_Given problem_. In the records below, how many lines contain the word "vendor"? Case counts. Reply with only the number.

* begin *

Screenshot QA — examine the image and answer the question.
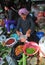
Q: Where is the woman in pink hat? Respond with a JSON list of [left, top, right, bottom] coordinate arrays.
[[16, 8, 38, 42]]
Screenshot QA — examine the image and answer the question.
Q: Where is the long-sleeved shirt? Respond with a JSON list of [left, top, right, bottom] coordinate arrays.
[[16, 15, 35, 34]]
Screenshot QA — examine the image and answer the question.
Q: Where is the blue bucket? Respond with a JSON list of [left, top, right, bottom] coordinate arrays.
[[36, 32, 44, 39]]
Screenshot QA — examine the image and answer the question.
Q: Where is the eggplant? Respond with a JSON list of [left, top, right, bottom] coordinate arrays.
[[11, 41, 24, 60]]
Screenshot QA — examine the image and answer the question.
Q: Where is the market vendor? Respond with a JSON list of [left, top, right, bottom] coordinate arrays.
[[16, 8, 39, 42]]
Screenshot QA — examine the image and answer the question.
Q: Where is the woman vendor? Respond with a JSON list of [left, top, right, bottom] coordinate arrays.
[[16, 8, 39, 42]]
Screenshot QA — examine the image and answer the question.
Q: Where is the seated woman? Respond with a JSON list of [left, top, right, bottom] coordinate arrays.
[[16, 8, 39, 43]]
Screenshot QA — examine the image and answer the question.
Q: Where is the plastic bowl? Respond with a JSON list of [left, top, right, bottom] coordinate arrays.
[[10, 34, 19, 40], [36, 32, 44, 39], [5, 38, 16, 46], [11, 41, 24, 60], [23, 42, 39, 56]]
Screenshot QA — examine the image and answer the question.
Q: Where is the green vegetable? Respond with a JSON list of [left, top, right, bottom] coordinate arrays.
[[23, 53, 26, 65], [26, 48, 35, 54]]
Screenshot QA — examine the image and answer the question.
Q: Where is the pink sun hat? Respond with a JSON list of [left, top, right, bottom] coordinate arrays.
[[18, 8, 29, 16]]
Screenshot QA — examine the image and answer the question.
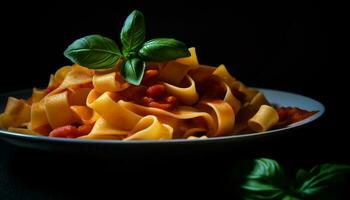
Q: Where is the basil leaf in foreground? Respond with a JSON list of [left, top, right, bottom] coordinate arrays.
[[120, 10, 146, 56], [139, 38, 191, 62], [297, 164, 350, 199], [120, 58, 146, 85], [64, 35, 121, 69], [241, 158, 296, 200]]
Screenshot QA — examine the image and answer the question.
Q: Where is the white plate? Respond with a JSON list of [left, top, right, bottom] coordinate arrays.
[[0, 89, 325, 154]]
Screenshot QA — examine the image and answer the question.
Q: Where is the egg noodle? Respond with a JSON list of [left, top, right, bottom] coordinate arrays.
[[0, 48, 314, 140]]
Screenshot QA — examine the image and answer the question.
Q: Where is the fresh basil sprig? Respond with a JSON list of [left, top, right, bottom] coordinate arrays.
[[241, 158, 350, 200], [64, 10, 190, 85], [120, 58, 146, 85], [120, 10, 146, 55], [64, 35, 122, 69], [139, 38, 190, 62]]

* end *
* begin *

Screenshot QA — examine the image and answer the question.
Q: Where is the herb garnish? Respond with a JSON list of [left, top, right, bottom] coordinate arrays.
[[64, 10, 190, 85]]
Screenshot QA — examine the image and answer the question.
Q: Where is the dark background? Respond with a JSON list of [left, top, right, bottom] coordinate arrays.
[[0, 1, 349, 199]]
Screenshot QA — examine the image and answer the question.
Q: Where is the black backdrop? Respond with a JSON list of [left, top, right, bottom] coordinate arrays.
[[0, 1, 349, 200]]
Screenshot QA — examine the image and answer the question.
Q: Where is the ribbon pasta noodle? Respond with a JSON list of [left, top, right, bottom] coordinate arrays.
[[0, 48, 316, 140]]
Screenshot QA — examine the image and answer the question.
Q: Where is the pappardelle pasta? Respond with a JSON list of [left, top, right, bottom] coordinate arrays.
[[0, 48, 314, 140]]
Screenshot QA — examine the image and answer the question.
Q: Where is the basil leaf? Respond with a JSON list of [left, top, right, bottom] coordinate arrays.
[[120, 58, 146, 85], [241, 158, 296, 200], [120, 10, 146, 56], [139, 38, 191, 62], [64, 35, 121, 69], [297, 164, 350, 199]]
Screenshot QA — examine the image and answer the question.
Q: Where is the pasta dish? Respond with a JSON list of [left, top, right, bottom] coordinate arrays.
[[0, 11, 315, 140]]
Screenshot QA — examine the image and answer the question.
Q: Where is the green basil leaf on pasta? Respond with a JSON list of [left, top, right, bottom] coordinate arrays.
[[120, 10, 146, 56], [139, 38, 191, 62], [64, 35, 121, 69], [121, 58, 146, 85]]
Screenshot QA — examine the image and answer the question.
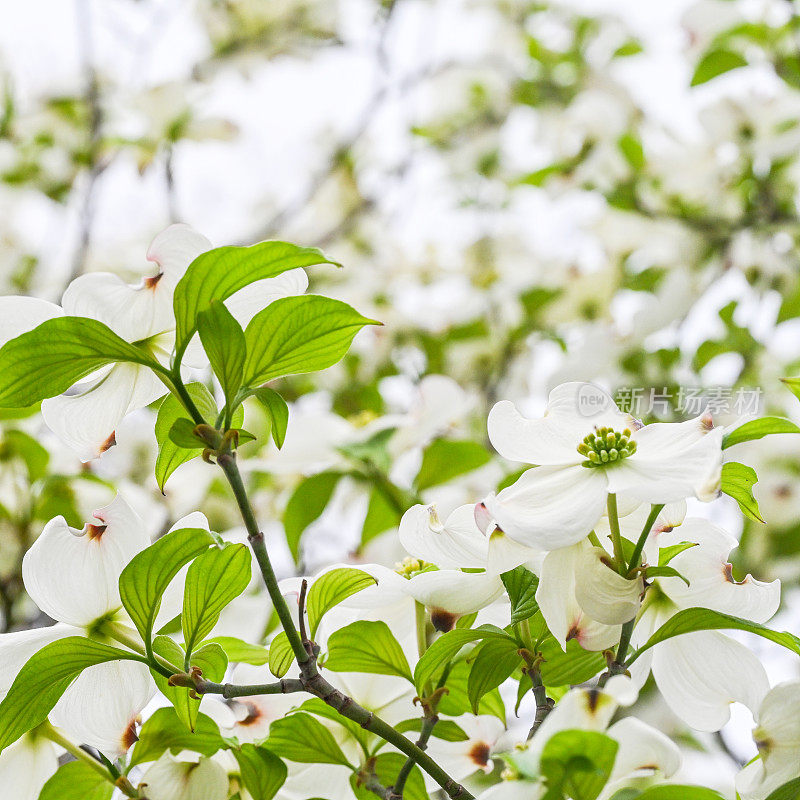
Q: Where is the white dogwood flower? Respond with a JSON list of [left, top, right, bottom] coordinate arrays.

* end *

_Exercise result_. 2